Quoted text:
▶

There is much more to Gannon University than meets the eye. While the buildings on the outside may appear to be ordinary, their individual stories are fascinating.
The campus is a mix of old-fashioned and modern buildings, all of which have unique and individual stories within themselves.
The history of the university begins with Old Main, which is located on the corner of sixth and Peach streets. Formerly the Strong mansion, it was completed in 1893 by Charles and Annie Strong at a cost of $480,000, and furnished for an additional cost of $800,000.
Charles and Annie Strong, one of the wealthiest families in Pennsylvania at the time, made their money through investments in the railroad and utilities industries.
Over the years, many prominent guests such as Lech Walesa, former president of Poland and Archbishop Desmond Tutu were entertained in the mansion.
On Sept. 17, 1912, President William H. Taft, a Yale classmate of Charles Strong, came to address a Chamber of Commerce dinner and stayed at the Strong Mansion during his visit.
The Strong Mansion was then purchased by Bishop John Mark Gannon for $50,000, for use as Gannon College, an all-male institution with an enrollment of less than 20.

◀

Set task a:
Collect every line of the listing below that contains the word "pink".

Records from a collection:
▶

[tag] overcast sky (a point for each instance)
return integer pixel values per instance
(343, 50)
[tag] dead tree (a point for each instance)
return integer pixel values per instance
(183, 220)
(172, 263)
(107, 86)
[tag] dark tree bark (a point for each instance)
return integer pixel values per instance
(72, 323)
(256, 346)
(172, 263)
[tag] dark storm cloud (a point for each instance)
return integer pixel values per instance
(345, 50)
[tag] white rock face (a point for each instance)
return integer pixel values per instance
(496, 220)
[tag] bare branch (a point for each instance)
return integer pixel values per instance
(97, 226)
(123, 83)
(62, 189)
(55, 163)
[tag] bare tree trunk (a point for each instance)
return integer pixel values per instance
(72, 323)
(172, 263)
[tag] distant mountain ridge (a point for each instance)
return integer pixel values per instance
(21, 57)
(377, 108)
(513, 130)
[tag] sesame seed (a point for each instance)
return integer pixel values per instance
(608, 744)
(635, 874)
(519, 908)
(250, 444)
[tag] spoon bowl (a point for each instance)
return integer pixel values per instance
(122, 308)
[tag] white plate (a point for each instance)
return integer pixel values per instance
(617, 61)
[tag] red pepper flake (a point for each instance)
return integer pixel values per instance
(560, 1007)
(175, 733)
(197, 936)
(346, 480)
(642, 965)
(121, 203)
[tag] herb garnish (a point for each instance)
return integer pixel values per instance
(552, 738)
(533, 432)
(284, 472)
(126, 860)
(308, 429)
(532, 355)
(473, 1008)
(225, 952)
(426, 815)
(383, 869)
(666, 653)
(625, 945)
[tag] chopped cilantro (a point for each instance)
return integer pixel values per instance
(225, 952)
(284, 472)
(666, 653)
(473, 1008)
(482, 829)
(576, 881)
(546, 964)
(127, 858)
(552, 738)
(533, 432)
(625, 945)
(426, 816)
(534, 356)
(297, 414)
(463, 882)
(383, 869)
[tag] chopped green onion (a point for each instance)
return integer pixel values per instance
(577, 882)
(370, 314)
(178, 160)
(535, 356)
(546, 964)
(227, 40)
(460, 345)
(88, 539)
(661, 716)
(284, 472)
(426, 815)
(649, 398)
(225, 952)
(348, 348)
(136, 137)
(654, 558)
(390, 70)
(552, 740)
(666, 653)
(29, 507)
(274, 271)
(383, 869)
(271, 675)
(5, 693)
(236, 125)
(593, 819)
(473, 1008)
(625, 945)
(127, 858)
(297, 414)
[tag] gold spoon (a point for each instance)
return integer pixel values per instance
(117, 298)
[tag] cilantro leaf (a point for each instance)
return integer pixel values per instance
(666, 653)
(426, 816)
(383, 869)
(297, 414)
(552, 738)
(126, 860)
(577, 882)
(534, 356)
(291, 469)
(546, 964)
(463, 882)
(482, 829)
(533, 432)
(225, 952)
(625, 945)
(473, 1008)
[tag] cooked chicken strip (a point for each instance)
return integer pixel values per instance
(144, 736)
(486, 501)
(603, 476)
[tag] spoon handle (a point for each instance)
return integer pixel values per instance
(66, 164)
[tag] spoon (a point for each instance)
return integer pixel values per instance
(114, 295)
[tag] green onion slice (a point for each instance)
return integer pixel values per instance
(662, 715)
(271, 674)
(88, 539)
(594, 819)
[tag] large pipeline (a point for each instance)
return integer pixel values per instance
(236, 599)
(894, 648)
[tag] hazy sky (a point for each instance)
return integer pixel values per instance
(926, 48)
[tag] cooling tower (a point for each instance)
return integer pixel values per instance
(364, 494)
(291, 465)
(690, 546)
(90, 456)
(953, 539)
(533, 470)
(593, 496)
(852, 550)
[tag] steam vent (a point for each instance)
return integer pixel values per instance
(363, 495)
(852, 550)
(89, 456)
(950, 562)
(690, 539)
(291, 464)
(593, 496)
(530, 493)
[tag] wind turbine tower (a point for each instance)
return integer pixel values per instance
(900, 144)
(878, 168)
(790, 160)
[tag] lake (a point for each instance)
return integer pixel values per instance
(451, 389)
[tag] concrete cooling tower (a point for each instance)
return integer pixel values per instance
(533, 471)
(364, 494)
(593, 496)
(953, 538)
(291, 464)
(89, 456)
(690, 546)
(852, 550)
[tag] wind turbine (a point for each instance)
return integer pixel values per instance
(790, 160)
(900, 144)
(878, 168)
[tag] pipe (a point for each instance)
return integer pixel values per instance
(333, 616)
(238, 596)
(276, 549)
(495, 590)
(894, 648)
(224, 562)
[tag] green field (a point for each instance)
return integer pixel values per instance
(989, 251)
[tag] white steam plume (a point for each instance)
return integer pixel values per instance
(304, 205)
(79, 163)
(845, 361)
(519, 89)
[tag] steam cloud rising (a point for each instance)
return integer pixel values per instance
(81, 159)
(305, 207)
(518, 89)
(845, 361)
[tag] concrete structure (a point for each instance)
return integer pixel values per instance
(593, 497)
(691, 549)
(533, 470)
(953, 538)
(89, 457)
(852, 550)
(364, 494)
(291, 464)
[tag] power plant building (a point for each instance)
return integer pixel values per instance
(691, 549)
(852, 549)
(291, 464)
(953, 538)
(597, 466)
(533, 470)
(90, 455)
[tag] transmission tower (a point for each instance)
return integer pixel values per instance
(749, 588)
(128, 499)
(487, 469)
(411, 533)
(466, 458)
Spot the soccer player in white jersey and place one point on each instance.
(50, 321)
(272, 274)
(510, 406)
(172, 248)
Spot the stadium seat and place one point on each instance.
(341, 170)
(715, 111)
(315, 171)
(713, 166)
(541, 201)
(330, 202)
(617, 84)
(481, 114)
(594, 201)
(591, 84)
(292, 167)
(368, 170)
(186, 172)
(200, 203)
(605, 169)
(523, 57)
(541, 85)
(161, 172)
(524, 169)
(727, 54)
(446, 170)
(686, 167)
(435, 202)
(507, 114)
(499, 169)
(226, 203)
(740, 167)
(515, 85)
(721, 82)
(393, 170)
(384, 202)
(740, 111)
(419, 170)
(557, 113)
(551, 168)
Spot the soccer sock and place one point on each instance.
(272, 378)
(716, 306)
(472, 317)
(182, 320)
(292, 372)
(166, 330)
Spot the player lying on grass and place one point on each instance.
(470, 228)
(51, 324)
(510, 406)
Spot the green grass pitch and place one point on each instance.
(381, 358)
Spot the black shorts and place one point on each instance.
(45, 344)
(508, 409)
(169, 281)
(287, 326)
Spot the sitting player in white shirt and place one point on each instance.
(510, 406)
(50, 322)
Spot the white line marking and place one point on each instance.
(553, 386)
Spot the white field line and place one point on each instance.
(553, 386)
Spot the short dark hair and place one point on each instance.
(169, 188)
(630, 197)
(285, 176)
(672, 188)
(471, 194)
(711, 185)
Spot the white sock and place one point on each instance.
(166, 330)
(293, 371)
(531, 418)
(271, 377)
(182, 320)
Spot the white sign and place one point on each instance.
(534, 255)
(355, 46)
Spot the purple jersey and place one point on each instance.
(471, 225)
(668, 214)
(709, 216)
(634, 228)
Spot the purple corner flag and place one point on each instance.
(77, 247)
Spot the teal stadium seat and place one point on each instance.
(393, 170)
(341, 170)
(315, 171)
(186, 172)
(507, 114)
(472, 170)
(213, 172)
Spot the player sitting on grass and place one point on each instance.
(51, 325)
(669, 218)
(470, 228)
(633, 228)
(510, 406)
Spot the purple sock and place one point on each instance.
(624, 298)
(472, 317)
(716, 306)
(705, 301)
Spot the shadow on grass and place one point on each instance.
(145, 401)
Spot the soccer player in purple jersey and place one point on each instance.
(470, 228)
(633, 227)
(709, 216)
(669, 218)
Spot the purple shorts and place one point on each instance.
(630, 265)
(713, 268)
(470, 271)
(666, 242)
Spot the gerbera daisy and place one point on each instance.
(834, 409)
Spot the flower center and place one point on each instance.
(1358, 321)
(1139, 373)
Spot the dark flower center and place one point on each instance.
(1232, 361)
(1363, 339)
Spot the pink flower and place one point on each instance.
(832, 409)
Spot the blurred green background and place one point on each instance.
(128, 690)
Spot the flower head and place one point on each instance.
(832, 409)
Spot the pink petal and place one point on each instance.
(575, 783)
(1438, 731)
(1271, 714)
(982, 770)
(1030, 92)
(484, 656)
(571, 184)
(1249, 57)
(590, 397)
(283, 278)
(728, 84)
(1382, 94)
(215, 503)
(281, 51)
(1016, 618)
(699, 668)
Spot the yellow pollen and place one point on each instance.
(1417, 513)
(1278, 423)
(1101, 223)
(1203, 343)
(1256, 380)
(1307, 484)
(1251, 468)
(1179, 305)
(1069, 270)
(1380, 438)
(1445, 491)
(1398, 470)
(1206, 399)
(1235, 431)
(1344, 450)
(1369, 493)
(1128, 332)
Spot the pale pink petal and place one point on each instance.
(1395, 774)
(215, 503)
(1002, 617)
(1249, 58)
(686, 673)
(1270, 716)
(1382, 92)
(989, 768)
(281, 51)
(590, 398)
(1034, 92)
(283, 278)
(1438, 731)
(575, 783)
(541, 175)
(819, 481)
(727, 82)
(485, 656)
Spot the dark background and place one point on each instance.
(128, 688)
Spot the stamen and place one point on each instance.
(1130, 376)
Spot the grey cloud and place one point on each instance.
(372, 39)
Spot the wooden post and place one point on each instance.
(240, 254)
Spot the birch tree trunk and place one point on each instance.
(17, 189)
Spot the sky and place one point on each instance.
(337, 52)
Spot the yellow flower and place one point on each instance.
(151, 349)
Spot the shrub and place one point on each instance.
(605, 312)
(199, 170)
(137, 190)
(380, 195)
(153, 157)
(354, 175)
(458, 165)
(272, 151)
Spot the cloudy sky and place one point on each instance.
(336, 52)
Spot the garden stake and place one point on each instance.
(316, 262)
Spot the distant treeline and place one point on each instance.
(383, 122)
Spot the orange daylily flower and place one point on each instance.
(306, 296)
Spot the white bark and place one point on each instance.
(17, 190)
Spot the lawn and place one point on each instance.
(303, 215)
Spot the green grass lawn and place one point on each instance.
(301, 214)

◀

Set task b:
Translate this sentence from the Gannon University text into Spanish: "Charles and Annie Strong, one of the wealthiest families in Pennsylvania at the time, made their money through investments in the railroad and utilities industries."

Full solution a:
Spot the pink flower and place one point on each instance.
Spot the pink petal and place one point on each instance.
Spot the pale pink petal and place one point on each instance.

Full solution b:
Charles y Annie Strong, una de las familias más ricas de Pensilvania en aquella época, hicieron su fortuna mediante inversiones en las industrias ferroviaria y de servicios públicos.